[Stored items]
** start **

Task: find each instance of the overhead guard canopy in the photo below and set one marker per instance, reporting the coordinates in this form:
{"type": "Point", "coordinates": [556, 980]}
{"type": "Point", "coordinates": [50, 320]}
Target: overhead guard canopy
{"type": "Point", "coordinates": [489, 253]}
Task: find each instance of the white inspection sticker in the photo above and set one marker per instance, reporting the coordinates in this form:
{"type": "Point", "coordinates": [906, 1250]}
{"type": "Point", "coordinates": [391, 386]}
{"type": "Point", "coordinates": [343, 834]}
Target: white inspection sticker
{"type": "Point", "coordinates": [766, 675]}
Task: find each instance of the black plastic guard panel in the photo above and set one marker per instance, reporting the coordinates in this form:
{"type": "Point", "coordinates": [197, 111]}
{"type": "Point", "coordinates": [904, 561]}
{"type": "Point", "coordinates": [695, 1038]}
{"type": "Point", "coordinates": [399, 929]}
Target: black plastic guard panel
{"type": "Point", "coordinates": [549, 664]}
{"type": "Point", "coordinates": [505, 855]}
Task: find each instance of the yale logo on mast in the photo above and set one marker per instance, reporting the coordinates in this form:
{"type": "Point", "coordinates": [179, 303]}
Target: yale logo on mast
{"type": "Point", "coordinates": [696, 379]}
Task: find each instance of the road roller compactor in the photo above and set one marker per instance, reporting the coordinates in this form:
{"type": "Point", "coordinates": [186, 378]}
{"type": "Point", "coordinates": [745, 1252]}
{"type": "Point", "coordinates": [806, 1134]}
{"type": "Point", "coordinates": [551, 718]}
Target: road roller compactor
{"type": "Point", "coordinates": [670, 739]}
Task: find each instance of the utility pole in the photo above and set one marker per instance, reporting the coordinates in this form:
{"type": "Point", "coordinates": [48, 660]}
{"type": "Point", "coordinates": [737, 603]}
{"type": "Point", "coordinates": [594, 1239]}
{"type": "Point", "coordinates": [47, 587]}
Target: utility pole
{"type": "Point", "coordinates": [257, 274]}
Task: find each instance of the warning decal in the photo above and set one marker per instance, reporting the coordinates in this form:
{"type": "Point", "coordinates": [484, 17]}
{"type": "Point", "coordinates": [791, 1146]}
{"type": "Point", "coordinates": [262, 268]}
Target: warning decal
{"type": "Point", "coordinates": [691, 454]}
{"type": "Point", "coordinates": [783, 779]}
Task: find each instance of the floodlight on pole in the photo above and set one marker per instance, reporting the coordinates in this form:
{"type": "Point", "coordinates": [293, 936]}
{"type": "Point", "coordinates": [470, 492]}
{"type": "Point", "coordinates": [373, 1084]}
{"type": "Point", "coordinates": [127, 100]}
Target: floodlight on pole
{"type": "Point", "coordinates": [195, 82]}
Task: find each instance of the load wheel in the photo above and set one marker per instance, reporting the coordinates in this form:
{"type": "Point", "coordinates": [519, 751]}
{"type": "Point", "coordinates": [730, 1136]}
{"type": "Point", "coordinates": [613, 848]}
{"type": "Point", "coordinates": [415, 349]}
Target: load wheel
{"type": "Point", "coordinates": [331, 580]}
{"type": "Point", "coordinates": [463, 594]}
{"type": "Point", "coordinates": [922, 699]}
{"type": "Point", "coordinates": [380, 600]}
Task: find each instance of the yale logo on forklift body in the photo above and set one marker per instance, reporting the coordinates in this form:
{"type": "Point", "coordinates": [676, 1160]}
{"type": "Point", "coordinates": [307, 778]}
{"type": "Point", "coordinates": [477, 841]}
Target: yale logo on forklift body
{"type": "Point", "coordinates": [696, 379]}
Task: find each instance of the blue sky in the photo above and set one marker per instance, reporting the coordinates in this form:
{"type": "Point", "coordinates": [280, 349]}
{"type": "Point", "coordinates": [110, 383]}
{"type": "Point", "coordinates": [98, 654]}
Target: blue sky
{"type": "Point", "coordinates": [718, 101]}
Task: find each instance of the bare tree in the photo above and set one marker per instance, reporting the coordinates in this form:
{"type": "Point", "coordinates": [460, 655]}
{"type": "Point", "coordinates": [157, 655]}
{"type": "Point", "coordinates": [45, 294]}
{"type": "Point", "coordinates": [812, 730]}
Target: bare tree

** end **

Repeat the whole listing exactly, keeping every line intact.

Task: find each instance of the overhead guard canopy in the photo below and set one marker per instance, reporting the coordinates in this form:
{"type": "Point", "coordinates": [556, 980]}
{"type": "Point", "coordinates": [50, 320]}
Target: overhead guard canopy
{"type": "Point", "coordinates": [489, 253]}
Task: find each instance of the white inspection sticker in the photo above and set one marker per instance, reporting the coordinates in this form:
{"type": "Point", "coordinates": [906, 1250]}
{"type": "Point", "coordinates": [391, 386]}
{"type": "Point", "coordinates": [343, 834]}
Target: white inspection sticker
{"type": "Point", "coordinates": [766, 675]}
Task: find each instance of the black plastic guard panel in the photo above and set one marker per instance, reporting the coordinates in this form:
{"type": "Point", "coordinates": [197, 111]}
{"type": "Point", "coordinates": [904, 561]}
{"type": "Point", "coordinates": [695, 1038]}
{"type": "Point", "coordinates": [399, 929]}
Target: black plastic guard panel
{"type": "Point", "coordinates": [549, 664]}
{"type": "Point", "coordinates": [505, 855]}
Task: find each instance of the yale logo on mast in the photo above and set one marker per instance, reporting the coordinates in this form:
{"type": "Point", "coordinates": [179, 303]}
Target: yale logo on mast
{"type": "Point", "coordinates": [696, 379]}
Task: find each instance of the road roller compactor in the photo above and set one marker per instance, reporting the coordinates in this form:
{"type": "Point", "coordinates": [186, 378]}
{"type": "Point", "coordinates": [745, 1252]}
{"type": "Point", "coordinates": [806, 1134]}
{"type": "Point", "coordinates": [551, 718]}
Target: road roller compactor
{"type": "Point", "coordinates": [670, 739]}
Task: find each instance of the utility pole in the photo above and set one marker per instance, reporting the coordinates in this form:
{"type": "Point", "coordinates": [48, 660]}
{"type": "Point", "coordinates": [737, 603]}
{"type": "Point", "coordinates": [594, 1239]}
{"type": "Point", "coordinates": [47, 587]}
Target: utility pole
{"type": "Point", "coordinates": [257, 274]}
Task: find each instance of the warning decal in the photo above and set one marker per instance, reporting the coordinates in this form:
{"type": "Point", "coordinates": [484, 17]}
{"type": "Point", "coordinates": [791, 1146]}
{"type": "Point", "coordinates": [262, 268]}
Target: warning decal
{"type": "Point", "coordinates": [691, 454]}
{"type": "Point", "coordinates": [783, 779]}
Task: find each instance of the floodlight on pole in the photo above and set one marker per instance, reporting the coordinates in this form:
{"type": "Point", "coordinates": [293, 936]}
{"type": "Point", "coordinates": [470, 492]}
{"type": "Point", "coordinates": [373, 1084]}
{"type": "Point", "coordinates": [127, 100]}
Target: floodlight on pole
{"type": "Point", "coordinates": [195, 82]}
Task: find each instance of the load wheel in the photo above and set one marker per instance, reporting the coordinates in this form:
{"type": "Point", "coordinates": [519, 751]}
{"type": "Point", "coordinates": [730, 1136]}
{"type": "Point", "coordinates": [613, 848]}
{"type": "Point", "coordinates": [415, 349]}
Target: load wheel
{"type": "Point", "coordinates": [331, 580]}
{"type": "Point", "coordinates": [463, 594]}
{"type": "Point", "coordinates": [922, 699]}
{"type": "Point", "coordinates": [380, 600]}
Task: find each instance of the yale logo on forklift body in the photo above and set one marker per instance, reporting the coordinates in this form:
{"type": "Point", "coordinates": [676, 1160]}
{"type": "Point", "coordinates": [307, 778]}
{"type": "Point", "coordinates": [477, 841]}
Target: yale logo on forklift body
{"type": "Point", "coordinates": [696, 379]}
Task: find each instance of the blue sky in the photo above and set one marker per instance, reporting the coordinates in this form:
{"type": "Point", "coordinates": [280, 349]}
{"type": "Point", "coordinates": [110, 383]}
{"type": "Point", "coordinates": [98, 654]}
Target: blue sky
{"type": "Point", "coordinates": [718, 101]}
Task: find each instance of the bare tree in the photo above and set one marker per instance, reporting the coordinates in this form:
{"type": "Point", "coordinates": [460, 655]}
{"type": "Point", "coordinates": [157, 655]}
{"type": "Point", "coordinates": [45, 294]}
{"type": "Point", "coordinates": [812, 730]}
Target: bare tree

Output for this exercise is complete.